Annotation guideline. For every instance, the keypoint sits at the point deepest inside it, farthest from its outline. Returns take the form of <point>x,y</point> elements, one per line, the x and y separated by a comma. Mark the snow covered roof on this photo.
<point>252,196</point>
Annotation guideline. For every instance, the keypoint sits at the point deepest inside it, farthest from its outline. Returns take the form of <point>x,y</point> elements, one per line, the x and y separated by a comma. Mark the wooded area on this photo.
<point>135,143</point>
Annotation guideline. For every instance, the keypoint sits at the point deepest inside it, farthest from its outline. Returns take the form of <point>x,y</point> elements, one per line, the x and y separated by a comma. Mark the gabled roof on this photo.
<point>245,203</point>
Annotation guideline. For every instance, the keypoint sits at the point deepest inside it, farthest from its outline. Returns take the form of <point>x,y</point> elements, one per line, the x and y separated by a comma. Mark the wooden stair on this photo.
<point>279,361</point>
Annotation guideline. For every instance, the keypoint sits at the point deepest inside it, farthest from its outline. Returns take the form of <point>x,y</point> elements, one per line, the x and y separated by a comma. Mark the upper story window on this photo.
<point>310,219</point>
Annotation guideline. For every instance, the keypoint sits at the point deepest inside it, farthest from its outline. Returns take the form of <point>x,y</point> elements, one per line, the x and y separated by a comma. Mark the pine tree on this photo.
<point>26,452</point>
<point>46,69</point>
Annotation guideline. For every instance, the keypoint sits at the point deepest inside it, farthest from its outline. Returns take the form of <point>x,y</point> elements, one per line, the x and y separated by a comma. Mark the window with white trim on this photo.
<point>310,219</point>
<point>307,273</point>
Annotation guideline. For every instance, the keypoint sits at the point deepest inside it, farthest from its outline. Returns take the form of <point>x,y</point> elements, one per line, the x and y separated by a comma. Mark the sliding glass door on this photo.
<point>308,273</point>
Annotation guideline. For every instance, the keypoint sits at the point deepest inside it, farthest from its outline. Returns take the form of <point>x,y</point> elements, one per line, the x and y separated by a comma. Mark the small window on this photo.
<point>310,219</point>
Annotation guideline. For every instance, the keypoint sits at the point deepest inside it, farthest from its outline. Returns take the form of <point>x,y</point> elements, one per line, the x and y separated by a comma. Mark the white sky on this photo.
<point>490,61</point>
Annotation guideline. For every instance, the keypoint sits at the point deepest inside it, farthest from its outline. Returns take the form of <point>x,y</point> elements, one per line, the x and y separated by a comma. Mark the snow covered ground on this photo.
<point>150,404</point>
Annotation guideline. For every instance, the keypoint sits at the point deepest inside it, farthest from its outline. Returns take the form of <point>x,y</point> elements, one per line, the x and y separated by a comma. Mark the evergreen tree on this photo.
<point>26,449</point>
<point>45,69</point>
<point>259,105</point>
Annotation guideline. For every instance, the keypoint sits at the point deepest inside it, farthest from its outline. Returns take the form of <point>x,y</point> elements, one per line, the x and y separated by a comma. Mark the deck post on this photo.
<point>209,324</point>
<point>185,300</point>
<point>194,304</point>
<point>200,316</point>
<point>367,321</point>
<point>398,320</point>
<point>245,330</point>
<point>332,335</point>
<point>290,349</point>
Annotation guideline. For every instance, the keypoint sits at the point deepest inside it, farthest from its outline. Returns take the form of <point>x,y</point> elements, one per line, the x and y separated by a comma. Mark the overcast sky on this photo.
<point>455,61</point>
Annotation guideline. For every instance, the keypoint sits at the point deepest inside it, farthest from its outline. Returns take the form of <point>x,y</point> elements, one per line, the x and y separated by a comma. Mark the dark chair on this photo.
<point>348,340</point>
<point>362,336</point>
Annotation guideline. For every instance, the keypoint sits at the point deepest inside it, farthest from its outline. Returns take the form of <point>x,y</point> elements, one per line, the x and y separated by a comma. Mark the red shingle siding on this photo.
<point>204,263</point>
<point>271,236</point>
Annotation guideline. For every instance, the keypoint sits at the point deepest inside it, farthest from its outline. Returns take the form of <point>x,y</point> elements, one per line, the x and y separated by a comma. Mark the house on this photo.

§ REQUIREMENT
Arrange the lines of the listing from the line with "stair on this photo." to the line with "<point>46,69</point>", both included, as a Markdown table with the columns Row and Line. Number each row and leave out blank lines.

§ RESULT OF THE EXERCISE
| Row | Line |
|---|---|
| 1 | Annotation guideline. For every instance, the keypoint sits at the point deepest inside it, farthest from its outline. Returns take the form of <point>x,y</point> elements, one per line, the x and y separated by a comma. Mark the wooden stair on this photo. |
| 2 | <point>279,361</point> |
| 3 | Annotation guideline. For every instance, the keypoint sits at the point deepest inside it, farthest from its outline. Returns take the form of <point>x,y</point> elements, one per line, the x and y separated by a comma. Mark the upper story window on this photo. |
| 4 | <point>310,219</point> |
| 5 | Annotation guideline. For every instance, the keypoint sits at the point deepest inside it, farthest from its outline. Returns take the form of <point>x,y</point> elements, one per line, the x and y separated by a comma. Mark the pine tree on this photo. |
| 6 | <point>26,452</point> |
| 7 | <point>46,69</point> |